[What this task involves]
Pull every line of text from all of the entries below and repeat each one word for word, leaving the pictures out of your answer.

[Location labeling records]

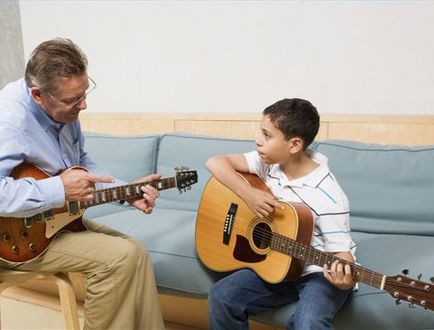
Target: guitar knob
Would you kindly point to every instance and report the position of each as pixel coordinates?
(15, 249)
(32, 247)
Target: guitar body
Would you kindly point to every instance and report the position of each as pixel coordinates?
(23, 239)
(229, 236)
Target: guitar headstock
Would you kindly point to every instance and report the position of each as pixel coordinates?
(185, 178)
(414, 291)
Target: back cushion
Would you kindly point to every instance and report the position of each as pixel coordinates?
(390, 188)
(126, 158)
(192, 151)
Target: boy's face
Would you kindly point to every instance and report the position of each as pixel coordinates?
(271, 144)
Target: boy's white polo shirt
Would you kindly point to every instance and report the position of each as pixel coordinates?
(321, 192)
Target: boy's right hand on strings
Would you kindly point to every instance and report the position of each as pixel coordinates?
(79, 185)
(261, 202)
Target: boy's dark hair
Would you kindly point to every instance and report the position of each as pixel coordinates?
(294, 118)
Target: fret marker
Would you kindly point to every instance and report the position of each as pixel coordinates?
(383, 281)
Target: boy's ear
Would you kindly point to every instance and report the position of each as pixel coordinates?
(295, 145)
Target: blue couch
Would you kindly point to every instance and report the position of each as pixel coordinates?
(391, 192)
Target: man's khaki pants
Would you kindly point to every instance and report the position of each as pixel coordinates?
(121, 291)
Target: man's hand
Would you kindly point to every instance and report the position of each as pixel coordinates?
(261, 202)
(338, 274)
(150, 194)
(80, 185)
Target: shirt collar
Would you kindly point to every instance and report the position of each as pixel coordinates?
(313, 179)
(41, 116)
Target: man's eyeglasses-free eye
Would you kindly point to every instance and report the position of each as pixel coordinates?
(73, 103)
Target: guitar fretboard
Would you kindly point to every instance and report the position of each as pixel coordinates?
(319, 258)
(126, 192)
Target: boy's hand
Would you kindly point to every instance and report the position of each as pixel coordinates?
(262, 203)
(339, 275)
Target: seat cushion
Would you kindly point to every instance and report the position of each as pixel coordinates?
(390, 188)
(125, 157)
(169, 236)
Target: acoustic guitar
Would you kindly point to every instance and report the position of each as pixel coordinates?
(229, 236)
(23, 239)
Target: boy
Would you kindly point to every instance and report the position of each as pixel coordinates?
(294, 174)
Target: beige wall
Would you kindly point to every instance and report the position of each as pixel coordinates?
(406, 130)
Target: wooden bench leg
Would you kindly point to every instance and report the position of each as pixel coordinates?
(67, 300)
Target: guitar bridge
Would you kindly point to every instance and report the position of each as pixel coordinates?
(229, 222)
(74, 208)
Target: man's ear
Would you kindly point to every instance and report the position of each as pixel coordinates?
(36, 95)
(295, 145)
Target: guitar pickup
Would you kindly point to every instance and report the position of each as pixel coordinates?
(229, 222)
(27, 222)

[Exercise response]
Target: guitar knob
Would you kindly point to every instance and report the position of each as pixel coordinates?
(15, 249)
(32, 247)
Target: guitar body
Would you kindly point to every instance and report the position of each as pixel coordinates?
(23, 239)
(229, 236)
Target: guitar headstock
Would you kindly point to every instance and report the position of each as pixel coordinates?
(185, 178)
(414, 291)
Target: back cushion
Would you kindly point to every instance and report the position of each as pixel coordinates?
(390, 188)
(126, 158)
(192, 151)
Target: boy's face
Would you kindly point to every instance and report the position of each as pixel coordinates?
(271, 144)
Target: boy's white polo shirt
Would you kindly point to every instance and report the position of each as pixel coordinates?
(321, 192)
Target: boy's right hand on strings
Would you kindly point to every instance and report the position of each as pixel coordinates?
(79, 185)
(261, 202)
Target: boy's dark hair
Would you kindly point to every instance and report the position of each as pixel coordinates?
(294, 118)
Target: fret marker
Would you kindly point to every instance and report the position of each as pixel coordinates?
(383, 281)
Target: boy's ear
Would you kindly point to every instance and report the position of each as pixel coordinates?
(295, 145)
Target: blue couch
Would you kindly point to every instance and report the position of each as pixel coordinates?
(391, 192)
Target: man's khaki pants
Would you kindly point to every instance and report the position of each as pixel coordinates?
(121, 291)
Target: man's hand
Would you kindly point to every instance and report the position of each as pixel coordinates?
(261, 202)
(338, 274)
(150, 194)
(80, 185)
Target: shirt collar
Would you kindly point to every instance and report the position of each as pixel coordinates?
(313, 179)
(41, 116)
Target: man's eyeglasses-free eye
Would you kindly point to every instance and report the position of each as pixel coordinates?
(73, 103)
Target: guitar fretboard
Would you kindly point to every instance and report the position of each as pixel coordinates?
(319, 258)
(126, 192)
Target: boy's hand
Would you kindly point to every instance and report the position of each as pixel coordinates?
(262, 203)
(339, 275)
Target: seat cushion
Would you kindly point to every instance and report the position of each as pixel coordinates?
(390, 188)
(125, 157)
(169, 236)
Target: acoustic guitar
Would you kindly point to every instance and report the position of each as pixel coordinates?
(229, 236)
(23, 239)
Target: boy
Would you kindly point to every instance and report the position of each as pixel coordinates?
(294, 174)
Target: beige wall
Would you kindly point to every instance and report the position of each as pixel coordinates?
(406, 130)
Target: wooden bench leg
Would you kindly point to every instance and report the position of each as pixel coordinates?
(67, 300)
Target: guitar bridge
Would you kindly point to every instance and report the position of each as pixel coordinates?
(229, 222)
(74, 208)
Target: man's ear
Would you kindly point to every instance and report the position of each as pixel coordinates?
(36, 95)
(295, 145)
Target: guitar pickup
Would you kindly point to every instance and report the position of each as pixel coordinates?
(229, 222)
(27, 222)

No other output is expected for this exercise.